Required task:
Report every line in the material below that contains the string "brown", treating uppercase and lowercase letters as different.

───── Supplied material

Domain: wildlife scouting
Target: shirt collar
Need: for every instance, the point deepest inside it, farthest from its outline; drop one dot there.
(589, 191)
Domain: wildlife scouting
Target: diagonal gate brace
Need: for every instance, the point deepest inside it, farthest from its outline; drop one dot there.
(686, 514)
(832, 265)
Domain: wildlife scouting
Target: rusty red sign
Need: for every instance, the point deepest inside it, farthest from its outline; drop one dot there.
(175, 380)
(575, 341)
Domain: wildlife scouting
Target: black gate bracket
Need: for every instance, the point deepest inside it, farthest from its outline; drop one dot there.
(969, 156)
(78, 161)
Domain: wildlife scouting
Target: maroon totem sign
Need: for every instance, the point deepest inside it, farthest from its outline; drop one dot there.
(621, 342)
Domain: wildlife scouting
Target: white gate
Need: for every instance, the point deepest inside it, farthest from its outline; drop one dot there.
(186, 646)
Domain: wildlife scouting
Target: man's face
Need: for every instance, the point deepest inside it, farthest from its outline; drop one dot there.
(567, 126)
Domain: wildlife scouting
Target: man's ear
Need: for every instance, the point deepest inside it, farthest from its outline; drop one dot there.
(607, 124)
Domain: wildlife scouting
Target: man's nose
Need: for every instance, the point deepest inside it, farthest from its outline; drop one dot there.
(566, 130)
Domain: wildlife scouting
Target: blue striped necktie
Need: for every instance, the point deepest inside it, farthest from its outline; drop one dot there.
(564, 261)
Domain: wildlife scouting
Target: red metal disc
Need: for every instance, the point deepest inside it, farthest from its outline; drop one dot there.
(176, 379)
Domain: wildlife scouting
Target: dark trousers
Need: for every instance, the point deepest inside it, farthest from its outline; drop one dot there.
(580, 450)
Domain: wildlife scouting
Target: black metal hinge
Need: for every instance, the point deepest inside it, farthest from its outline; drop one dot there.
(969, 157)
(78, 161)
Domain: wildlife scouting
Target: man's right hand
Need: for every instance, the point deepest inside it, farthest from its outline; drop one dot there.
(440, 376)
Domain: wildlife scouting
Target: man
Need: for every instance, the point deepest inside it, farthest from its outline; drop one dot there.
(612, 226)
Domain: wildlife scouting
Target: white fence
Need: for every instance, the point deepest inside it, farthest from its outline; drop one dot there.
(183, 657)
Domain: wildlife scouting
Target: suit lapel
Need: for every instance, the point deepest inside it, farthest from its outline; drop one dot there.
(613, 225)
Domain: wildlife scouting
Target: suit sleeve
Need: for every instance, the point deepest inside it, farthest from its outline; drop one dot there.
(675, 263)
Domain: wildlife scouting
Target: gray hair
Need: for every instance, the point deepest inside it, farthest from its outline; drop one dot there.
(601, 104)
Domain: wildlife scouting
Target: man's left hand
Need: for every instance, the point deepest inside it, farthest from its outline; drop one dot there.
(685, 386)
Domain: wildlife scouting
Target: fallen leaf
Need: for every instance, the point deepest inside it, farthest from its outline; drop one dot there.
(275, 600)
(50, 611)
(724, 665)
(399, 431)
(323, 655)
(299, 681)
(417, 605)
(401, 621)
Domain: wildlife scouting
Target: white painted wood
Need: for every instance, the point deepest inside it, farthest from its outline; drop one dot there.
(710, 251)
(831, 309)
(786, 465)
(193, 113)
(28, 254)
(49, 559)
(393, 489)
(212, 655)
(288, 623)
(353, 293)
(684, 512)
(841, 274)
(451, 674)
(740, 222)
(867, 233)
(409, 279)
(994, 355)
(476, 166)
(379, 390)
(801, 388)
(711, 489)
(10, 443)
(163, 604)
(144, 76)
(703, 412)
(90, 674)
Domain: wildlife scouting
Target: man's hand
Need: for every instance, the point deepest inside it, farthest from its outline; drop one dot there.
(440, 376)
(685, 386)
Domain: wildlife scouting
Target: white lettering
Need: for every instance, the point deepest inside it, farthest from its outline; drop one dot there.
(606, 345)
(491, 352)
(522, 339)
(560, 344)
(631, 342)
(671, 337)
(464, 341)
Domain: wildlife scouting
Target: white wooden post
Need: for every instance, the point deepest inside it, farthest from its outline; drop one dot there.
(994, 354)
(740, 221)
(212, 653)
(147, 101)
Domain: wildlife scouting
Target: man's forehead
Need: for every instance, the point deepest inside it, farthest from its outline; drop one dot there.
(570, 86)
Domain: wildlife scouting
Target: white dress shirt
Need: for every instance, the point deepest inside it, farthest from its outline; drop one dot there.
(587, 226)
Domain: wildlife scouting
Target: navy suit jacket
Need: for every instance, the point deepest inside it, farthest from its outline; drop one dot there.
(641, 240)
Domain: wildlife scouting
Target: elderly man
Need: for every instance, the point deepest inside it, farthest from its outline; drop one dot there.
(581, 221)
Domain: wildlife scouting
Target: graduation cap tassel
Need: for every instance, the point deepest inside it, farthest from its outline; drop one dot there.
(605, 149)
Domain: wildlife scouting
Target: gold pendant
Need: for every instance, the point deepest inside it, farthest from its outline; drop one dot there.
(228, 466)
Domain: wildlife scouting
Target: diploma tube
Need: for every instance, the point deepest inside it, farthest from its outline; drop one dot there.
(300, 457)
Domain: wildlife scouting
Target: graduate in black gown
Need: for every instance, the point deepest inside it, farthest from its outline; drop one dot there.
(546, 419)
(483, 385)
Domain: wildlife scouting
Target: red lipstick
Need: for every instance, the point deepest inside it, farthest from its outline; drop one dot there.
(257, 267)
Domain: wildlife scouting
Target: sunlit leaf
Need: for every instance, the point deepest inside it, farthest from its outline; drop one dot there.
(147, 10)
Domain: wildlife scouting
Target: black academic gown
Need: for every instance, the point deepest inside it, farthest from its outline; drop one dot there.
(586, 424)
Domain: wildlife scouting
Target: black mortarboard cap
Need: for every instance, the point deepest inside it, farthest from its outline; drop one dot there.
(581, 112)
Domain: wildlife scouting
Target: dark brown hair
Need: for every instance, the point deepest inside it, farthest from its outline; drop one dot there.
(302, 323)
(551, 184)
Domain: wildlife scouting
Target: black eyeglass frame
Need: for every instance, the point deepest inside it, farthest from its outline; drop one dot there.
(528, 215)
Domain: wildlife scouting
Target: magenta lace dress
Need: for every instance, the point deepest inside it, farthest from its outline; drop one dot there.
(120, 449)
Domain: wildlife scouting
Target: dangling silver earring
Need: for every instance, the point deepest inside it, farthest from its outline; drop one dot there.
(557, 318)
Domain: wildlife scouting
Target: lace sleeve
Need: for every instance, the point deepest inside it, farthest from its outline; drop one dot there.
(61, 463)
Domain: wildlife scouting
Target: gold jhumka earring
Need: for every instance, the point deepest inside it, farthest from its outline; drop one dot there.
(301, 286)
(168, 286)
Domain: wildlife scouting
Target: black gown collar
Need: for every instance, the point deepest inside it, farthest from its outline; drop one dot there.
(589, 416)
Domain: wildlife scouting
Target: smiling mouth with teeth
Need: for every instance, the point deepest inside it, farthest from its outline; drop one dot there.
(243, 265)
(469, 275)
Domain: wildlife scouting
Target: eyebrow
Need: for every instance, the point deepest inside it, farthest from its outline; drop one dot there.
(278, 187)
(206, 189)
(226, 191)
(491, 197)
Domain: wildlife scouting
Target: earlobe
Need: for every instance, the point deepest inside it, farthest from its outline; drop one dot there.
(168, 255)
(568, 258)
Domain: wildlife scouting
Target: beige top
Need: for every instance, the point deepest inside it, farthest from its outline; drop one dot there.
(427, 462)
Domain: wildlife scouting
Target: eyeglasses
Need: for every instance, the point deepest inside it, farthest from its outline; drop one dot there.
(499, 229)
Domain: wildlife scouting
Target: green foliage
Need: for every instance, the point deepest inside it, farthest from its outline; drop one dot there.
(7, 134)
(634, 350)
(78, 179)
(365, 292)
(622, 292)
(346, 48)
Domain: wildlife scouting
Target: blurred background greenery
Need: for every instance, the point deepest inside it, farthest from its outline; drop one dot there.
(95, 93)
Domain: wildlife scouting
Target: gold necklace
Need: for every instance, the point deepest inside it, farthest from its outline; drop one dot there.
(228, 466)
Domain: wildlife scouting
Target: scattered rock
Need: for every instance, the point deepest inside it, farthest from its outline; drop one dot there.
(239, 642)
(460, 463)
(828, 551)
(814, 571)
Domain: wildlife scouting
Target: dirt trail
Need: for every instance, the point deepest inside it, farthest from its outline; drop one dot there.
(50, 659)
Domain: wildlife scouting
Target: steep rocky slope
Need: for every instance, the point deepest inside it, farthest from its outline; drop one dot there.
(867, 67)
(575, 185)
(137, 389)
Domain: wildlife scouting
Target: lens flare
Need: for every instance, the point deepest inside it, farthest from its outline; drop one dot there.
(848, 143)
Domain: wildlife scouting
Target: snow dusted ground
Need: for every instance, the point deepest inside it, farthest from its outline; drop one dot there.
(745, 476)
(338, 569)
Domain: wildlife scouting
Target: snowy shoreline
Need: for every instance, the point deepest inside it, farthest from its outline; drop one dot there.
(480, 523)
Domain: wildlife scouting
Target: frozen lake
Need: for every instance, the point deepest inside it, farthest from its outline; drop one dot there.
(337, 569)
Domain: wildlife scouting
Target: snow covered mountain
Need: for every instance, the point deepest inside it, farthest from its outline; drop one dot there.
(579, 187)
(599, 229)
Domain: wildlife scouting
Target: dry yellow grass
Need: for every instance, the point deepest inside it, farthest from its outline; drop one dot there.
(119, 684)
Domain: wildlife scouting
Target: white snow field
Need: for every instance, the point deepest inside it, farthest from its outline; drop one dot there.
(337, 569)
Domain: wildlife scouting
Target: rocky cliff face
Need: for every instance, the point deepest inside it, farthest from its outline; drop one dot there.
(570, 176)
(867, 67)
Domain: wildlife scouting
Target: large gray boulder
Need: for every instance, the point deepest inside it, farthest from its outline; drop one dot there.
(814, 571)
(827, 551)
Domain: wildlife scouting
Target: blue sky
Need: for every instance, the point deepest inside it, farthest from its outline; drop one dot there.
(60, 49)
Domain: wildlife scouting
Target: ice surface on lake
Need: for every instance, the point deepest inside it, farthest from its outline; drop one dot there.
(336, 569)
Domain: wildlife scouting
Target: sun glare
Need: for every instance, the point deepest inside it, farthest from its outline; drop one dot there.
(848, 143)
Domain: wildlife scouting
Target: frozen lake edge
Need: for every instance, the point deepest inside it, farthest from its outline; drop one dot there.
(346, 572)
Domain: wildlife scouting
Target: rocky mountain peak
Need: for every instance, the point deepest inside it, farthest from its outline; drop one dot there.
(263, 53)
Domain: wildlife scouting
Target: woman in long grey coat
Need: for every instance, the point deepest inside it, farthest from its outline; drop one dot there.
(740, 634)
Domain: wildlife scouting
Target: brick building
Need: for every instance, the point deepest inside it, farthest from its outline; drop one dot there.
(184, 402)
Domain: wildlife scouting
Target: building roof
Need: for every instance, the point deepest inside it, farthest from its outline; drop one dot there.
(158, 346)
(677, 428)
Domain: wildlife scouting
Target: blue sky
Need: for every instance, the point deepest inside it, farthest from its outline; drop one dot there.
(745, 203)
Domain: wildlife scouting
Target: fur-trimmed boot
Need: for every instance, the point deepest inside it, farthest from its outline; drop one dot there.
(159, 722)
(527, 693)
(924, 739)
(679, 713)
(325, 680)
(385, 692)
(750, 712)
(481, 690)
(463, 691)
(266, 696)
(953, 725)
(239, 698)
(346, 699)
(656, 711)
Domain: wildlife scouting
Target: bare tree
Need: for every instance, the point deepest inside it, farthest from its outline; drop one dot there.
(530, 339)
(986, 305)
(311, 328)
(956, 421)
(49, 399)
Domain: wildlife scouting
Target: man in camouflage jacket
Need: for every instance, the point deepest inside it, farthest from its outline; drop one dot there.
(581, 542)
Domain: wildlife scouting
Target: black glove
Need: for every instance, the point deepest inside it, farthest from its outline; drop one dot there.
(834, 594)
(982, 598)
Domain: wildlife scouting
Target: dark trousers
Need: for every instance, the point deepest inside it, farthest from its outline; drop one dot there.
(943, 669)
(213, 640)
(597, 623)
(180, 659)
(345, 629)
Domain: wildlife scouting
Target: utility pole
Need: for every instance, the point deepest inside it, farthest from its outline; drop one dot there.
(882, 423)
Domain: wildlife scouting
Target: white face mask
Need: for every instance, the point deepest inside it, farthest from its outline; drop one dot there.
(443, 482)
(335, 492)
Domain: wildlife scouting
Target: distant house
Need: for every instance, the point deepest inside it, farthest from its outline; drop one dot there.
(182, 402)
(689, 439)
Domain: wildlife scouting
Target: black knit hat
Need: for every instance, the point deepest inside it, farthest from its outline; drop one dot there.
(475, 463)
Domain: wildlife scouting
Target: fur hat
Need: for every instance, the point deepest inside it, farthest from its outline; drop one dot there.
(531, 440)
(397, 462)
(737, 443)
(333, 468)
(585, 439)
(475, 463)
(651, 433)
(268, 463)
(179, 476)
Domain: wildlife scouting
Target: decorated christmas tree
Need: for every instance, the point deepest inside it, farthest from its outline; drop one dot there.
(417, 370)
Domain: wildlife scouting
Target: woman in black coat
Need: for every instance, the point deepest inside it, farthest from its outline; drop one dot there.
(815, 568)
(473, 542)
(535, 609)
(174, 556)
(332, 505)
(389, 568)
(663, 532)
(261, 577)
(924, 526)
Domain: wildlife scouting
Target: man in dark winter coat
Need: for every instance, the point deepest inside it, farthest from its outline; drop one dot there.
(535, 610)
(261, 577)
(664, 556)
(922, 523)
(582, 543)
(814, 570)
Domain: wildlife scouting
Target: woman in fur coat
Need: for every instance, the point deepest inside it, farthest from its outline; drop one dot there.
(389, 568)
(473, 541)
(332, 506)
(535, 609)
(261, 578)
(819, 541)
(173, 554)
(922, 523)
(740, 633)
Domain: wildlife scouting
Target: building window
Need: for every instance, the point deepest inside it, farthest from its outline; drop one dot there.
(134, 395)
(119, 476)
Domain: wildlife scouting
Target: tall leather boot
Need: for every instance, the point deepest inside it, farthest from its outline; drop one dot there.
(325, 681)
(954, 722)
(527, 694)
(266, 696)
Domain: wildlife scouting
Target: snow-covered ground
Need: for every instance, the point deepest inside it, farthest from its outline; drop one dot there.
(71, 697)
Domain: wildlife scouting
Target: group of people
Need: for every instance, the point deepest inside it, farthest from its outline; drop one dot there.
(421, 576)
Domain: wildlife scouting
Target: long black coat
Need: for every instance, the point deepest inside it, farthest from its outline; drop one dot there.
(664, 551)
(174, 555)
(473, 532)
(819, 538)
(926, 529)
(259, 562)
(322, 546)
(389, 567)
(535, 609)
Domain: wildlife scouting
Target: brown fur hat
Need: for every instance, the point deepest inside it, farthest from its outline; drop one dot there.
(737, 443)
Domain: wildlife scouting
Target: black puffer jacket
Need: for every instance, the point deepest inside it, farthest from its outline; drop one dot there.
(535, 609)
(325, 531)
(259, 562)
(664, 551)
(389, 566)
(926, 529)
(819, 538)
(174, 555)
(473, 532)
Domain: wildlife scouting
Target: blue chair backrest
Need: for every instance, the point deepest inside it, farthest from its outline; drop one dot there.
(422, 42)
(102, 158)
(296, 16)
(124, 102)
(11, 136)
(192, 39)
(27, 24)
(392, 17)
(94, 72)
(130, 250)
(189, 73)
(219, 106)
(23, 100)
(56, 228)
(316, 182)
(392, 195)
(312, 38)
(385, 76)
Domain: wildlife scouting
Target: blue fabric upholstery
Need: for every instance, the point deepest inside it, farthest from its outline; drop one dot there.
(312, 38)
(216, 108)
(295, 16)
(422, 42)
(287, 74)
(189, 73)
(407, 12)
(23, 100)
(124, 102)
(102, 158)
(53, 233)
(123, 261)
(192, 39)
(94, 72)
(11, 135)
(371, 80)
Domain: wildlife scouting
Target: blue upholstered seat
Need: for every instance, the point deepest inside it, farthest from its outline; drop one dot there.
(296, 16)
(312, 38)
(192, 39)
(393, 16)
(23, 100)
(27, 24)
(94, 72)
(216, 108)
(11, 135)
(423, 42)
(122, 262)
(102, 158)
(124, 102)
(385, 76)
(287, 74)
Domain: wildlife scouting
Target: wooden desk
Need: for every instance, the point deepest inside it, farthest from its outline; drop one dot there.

──────────

Response to this exercise:
Target: dark brown hair
Target: brown fur hat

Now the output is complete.